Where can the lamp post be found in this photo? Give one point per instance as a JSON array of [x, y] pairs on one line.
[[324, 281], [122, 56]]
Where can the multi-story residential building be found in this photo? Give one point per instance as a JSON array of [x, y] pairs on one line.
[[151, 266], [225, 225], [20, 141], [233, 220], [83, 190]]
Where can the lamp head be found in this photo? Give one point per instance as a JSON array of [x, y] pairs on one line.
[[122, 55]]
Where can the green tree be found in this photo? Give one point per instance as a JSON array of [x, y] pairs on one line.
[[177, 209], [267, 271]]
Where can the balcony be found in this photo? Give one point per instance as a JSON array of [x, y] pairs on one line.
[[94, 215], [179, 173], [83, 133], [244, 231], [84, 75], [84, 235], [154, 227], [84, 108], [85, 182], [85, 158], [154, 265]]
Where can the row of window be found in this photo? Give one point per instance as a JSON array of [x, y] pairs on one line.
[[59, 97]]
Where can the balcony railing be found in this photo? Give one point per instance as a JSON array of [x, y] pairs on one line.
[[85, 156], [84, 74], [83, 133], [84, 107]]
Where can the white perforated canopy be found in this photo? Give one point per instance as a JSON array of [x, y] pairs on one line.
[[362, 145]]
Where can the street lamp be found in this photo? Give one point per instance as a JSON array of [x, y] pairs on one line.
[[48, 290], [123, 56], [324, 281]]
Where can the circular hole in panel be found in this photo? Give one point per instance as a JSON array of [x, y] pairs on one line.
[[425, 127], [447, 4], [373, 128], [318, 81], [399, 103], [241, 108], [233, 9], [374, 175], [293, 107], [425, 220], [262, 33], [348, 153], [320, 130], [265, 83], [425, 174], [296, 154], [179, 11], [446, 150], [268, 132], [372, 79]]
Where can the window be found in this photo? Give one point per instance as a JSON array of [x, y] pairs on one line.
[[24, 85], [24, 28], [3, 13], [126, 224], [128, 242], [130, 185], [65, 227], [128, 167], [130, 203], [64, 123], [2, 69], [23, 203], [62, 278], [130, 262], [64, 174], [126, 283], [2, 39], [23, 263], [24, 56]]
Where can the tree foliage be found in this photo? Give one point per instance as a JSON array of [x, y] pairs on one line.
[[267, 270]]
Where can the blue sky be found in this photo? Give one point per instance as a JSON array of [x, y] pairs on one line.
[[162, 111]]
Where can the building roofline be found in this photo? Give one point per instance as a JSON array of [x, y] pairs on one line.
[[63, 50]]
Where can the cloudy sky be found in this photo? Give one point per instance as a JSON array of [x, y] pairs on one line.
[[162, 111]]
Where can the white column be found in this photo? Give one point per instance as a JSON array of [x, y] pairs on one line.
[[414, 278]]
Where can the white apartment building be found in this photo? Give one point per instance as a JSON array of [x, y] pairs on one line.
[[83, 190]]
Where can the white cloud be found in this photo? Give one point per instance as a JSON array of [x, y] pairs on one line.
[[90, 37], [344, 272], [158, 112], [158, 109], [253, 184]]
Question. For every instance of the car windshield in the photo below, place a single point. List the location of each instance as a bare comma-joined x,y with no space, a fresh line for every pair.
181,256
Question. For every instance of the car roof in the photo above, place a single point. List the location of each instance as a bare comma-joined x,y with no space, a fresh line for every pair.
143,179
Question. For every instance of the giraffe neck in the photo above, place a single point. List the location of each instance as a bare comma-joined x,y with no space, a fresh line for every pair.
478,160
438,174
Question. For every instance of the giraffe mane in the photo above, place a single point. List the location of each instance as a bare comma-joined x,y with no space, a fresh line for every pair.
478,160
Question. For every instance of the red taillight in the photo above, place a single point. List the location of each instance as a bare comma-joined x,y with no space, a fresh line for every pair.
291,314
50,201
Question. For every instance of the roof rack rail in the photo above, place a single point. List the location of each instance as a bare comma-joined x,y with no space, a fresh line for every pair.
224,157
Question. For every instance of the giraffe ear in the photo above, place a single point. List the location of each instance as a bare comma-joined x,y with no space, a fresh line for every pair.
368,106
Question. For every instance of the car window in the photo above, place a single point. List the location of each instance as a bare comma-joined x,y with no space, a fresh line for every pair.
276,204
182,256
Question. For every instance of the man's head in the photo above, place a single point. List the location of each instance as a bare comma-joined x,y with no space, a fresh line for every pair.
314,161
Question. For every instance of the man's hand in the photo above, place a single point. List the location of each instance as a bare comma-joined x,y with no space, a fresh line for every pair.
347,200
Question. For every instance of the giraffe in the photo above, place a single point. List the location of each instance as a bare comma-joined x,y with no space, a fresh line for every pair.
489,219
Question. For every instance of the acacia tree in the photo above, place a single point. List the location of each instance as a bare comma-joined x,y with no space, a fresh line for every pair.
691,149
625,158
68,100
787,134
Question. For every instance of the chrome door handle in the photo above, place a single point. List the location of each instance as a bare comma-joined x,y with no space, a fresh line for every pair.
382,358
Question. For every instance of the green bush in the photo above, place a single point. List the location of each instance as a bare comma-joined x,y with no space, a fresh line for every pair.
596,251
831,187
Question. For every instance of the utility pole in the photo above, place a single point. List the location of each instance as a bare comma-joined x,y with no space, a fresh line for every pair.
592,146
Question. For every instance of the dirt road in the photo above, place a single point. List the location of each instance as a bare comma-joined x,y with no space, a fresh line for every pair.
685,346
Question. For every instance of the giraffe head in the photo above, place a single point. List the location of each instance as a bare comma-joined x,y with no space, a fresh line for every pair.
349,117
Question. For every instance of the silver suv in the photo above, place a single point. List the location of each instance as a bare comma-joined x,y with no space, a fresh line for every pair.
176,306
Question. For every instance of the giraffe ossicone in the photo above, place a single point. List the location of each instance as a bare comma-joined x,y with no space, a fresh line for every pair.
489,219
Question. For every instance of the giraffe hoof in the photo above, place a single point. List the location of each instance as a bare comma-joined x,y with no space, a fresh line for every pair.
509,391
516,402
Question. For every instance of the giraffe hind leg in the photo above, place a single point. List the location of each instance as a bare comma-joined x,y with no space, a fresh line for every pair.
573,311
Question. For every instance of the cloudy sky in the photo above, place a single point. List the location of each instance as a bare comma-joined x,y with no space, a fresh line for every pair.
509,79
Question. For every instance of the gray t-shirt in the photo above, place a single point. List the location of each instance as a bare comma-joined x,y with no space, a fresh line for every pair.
------
* [Task details]:
All the data above should be restated in full, exactly.

* [Reply]:
Where can the lamp post be found in this photo? Give one point per instance as a JSON array of [x, y] pairs on one line.
[[324, 281], [122, 56]]
Where can the multi-story residential building be found in this photo? Give one point per instance as a JSON array of [x, y] pairs on one line.
[[151, 266], [225, 225], [20, 141], [233, 220], [83, 190]]
Where can the lamp head be found in this photo? Give one point per instance as a JSON array of [x, y] pairs on one line.
[[122, 55]]
Where can the green tree be found in this photo? Give one point per instance as a JSON array of [x, y] pairs on one line.
[[177, 209], [267, 271]]
Where can the balcony be found in this photo? Give one point per instance as a JSON array of [x, y] pairs on one line.
[[94, 215], [179, 173], [83, 133], [244, 231], [84, 75], [84, 235], [154, 227], [84, 108], [85, 182], [85, 158], [154, 265]]
Where can the row of window be found in this photo? Give one point per instance as a JSON array of [x, y] pairs on one line.
[[59, 97]]
Where can the balcony railing be found in this photo? Give one point per instance as a JSON array of [x, y] pairs on one line.
[[85, 156], [84, 74], [83, 133], [84, 107]]
Where can the white perforated canopy be found in this photo? Give one point per instance as a JSON array of [x, y] pairs on one line.
[[362, 145]]
Where can the street lamp be found in this photo? Give one point per instance as a JSON array of [x, y] pairs on one line.
[[48, 290], [123, 56], [324, 281]]
Where can the circular hole in panel be found in this photo? Give one point per instance as a JSON array of [x, y] pairs on one line.
[[425, 127], [447, 4], [373, 128], [318, 81], [399, 103], [241, 108], [233, 9], [374, 175], [293, 107], [425, 220], [262, 33], [348, 153], [320, 130], [265, 83], [425, 174], [296, 154], [179, 11], [446, 150], [268, 132], [372, 79]]
Where can the window be found in this photo? Give one point per instance as a JSON array of [x, y] pairs on one line.
[[24, 85], [24, 28], [3, 13], [126, 224], [128, 242], [130, 185], [65, 227], [128, 167], [130, 203], [64, 123], [2, 69], [23, 203], [62, 278], [130, 262], [64, 174], [126, 283], [2, 39], [23, 263], [24, 56]]
Where can the tree foliage be found in this photo? Give one point per instance as a JSON array of [x, y] pairs on one line.
[[267, 270]]
Where can the blue sky be found in this photo? Give one point per instance as a JSON array of [x, y] pairs on one line.
[[162, 111]]
Where can the building roofline be found in this photo? Give one point per instance as a JSON array of [x, y] pairs on one line.
[[63, 50]]
Where can the cloudy sky be found in this photo? Give one point per instance as a JSON array of [x, y] pairs on one line.
[[162, 111]]
Where can the white column be found in this photo? Give one point per instance as a JSON array of [x, y] pairs on one line.
[[414, 278]]
Where can the white apartment building be found in this photo? Give one point per instance as a JSON array of [x, y] pairs on one line.
[[83, 190]]
Where can the white cloud be found in this photo? Give one point per instance as a JSON array of [x, y] pairs on one line.
[[90, 37], [344, 272], [158, 112], [158, 109], [253, 184]]
Question. For every instance of the car windshield in the photo below, place a single point. List the location of each instance as a bare comma-joined x,y with no space, a fresh line for every pair.
181,256
Question. For every instance of the car roof in the photo above, place a single point. List the location of each instance as a bare comma-joined x,y with no space, a fresh line for every pair.
143,179
Question. For every instance of the giraffe neck in the photo above, place a single point. List the location of each instance as a bare comma-joined x,y with no space, a fresh line for every pair.
478,160
438,174
Question. For every instance of the giraffe mane in the photo above, place a single point. List the location of each instance as a bare comma-joined x,y with no space, a fresh line for every pair.
478,160
Question. For every instance of the red taillight in the photo above, place a single point. List the location of each instance as a bare comma-joined x,y with no space, a fresh line for every pair.
291,314
50,201
Question. For every instance of the roof rack rail in the photo above, place a single point. List the location of each instance as a bare comma-joined x,y with no space, a fresh line for every pair.
224,157
Question. For every instance of the giraffe ear in the photo above, place a single point. List the location of each instance as a bare comma-joined x,y with no space, a fresh line for every pair.
368,106
Question. For every instance of the car window in the photo above, place a single point. List the location of each instance as a bare comma-joined x,y with no space, a fresh line for every pair.
276,204
182,256
Question. For every instance of the man's head in the photo above, place a single point. List the location of each instance as a bare comma-joined x,y with no space, a fresh line for every pair.
314,161
Question. For every instance of the man's hand in the photo above, place a single point. List the location of each instance as a bare comma-joined x,y with no space, a fresh line for every pair.
347,200
Question. For every instance of the giraffe in the photo above, place a single point. List the location of each instance as a bare comma-joined x,y with no space, a fresh line for every pair.
489,219
Question. For every instance of the acacia tree in the photo above, place a single point. List the location of each instance as a bare comma-joined x,y with no space, a fresh line for every pair.
691,149
625,158
68,100
787,134
Question. For every instance of the chrome door handle in the photo above, place a single point. List the location of each instance as a bare comma-joined x,y with no space, a fresh line for every pair.
382,358
Question. For every instance of the green bush in the photo above, place a single point. List the location of each instance as a bare comma-joined x,y with no space, a fresh line for every pair.
596,251
831,187
Question. For every instance of the utility pole in the photo above, place a single point. List the location of each instance as a bare comma-joined x,y with no space, a fresh line for every pair.
592,146
Question. For every instance of the dirt road in the photo above, place a single point. List the location of each instance as a bare comma-joined x,y with no space, a fresh line for every pair.
685,346
Question. For every instance of the giraffe head in the photo above, place a single point. List the location of each instance as a bare comma-joined x,y with no space, a fresh line for every pair.
349,117
Question. For every instance of the silver suv in the photo above, place a single point. List the location of each instance as a bare comma-joined x,y with no space, a fresh line for every pair.
176,306
Question. For every instance of the giraffe ossicone in the photo above, place a single point. List the location of each instance as a bare comma-joined x,y with no space, a fresh line for every pair.
489,219
Question. For every instance of the giraffe hoof in the photo above, place a single point. List the location of each instance as a bare comma-joined x,y with no space, a fresh line for every pair.
509,391
516,402
Question. For every instance of the giraffe hind leg in the photo above, place a single point. List the location of each instance as a bare comma-joined x,y with no space, a fresh line for every pair.
573,311
Question. For every instance of the cloudy sky in the photo above, place a single point. List the location of each instance as a bare comma-joined x,y with no space, a fresh line for every pair.
509,79
Question. For every instance of the gray t-shirt in the photo above, place a single point. List the location of each instance as a bare comma-joined x,y with no space, a fresh line for every pair.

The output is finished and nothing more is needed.